Source passage ▸
“While everything in computing gets smaller and smaller, the 21st century computer is something that scales from a smartwatch all the way up to the hyperscale datacentre,” says Michael Kagan, CTO of Nvidia.
“The datacentre is the computer and Nvidia is building the architecture for the datacentre. We are building pretty much everything needed, from silicon and frameworks all the way up to tuning applications for efficient execution on this 21st century machinery.”
Based in the Haifa district of Israel, Kagan joined Nvidia three years ago as the company’s CTO through the acquisition of Mellanox Technologies. Jensen Huang, Nvidia’s founder and CEO, told Kagan that he would oversee the architecture of all systems.
Beyond Moore’s Law
The well-known Moore’s Law comes from a paper Gordon Moore wrote in 1965, called Cramming more components onto integrated circuits. In the paper, Moore, who went on to become the CEO of Intel, predicted that technology and economics would conspire to allow the semiconductor industry to squeeze twice as many transistors into the same amount of space every year. He said this would go on for the next 10 years.
This prophecy, which became known as Moore’s Law, was modified 10 years later. In 1975, Moore said that the doubling would occur approximately every two years, instead of every year. He also said it would continue for the foreseeable future. In fact, chip manufacturers benefitted from this doubling up until around 2005, when they could no longer count on economics and the laws of physics to squeeze twice as many transistors into the same amount of space every two years. There just wasn’t any more room left between transistors.
Since then, chip manufacturers figured out other ways to increase computing power. One way was to increase the number of cores. Another way was to improve communications between multiple chips and between processors and memory by connecting the different components more directly to one another using a network, instead of a shared bus, which was prone to bottlenecks.

Rows ▸

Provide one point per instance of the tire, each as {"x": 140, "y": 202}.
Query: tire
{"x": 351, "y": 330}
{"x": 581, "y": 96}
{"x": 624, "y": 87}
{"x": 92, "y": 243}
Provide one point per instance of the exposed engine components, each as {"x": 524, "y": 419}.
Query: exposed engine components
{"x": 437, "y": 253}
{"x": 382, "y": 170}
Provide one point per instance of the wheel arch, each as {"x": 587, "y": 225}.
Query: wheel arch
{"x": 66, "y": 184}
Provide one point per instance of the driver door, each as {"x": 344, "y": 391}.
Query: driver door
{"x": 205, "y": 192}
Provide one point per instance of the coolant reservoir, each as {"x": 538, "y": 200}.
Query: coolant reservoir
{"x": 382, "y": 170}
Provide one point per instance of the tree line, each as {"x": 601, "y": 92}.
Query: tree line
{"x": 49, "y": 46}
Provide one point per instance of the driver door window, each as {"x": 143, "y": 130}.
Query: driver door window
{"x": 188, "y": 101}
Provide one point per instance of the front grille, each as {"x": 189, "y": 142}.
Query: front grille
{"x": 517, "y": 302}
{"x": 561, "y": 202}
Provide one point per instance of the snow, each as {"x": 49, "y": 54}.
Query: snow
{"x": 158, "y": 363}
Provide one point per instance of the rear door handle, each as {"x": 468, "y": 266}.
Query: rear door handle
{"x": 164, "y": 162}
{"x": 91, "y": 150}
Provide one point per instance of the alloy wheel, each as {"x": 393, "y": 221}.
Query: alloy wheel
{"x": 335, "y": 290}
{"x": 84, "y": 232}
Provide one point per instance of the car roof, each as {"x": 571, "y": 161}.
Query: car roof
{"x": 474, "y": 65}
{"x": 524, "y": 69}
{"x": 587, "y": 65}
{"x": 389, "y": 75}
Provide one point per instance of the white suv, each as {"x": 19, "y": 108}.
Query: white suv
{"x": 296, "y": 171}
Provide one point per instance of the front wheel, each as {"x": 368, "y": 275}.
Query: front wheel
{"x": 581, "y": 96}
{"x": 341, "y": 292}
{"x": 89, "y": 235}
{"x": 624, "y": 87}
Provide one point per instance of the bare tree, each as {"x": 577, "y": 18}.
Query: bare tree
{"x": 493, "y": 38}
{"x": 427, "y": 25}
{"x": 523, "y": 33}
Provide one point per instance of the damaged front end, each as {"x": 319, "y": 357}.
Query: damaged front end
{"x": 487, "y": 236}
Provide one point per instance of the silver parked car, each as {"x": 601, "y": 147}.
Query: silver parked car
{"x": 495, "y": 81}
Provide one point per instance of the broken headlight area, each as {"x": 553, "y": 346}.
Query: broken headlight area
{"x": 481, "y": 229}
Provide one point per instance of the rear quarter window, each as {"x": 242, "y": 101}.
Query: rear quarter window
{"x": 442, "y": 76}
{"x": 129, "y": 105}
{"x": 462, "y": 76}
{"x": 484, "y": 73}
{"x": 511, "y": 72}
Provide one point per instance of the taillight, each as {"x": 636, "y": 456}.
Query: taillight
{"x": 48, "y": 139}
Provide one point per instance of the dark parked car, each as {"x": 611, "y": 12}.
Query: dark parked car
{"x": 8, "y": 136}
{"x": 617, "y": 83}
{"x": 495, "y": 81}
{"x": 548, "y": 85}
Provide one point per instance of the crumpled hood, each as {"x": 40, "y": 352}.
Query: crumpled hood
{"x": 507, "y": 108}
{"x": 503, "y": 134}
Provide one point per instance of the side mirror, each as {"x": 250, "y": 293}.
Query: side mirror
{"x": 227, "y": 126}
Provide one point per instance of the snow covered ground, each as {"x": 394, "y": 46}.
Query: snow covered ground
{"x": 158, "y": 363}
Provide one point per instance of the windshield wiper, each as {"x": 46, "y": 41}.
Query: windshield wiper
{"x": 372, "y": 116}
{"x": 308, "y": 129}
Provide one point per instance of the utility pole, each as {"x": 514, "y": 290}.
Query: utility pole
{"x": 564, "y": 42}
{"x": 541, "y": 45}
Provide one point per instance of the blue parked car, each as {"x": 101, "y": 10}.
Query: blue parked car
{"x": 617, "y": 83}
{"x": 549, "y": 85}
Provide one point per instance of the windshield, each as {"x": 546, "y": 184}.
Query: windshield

Problems ▸
A – Name every company that the Nvidia text mentions.
B – Write out the Nvidia text starting with "Based in the" and going on through "of all systems.", swapping "acquisition" for "purchase".

Expected responses ▸
A – Nvidia, Mellanox Technologies, Intel

B –
Based in the Haifa district of Israel, Kagan joined Nvidia three years ago as the company’s CTO through the purchase of Mellanox Technologies. Jensen Huang, Nvidia’s founder and CEO, told Kagan that he would oversee the architecture of all systems.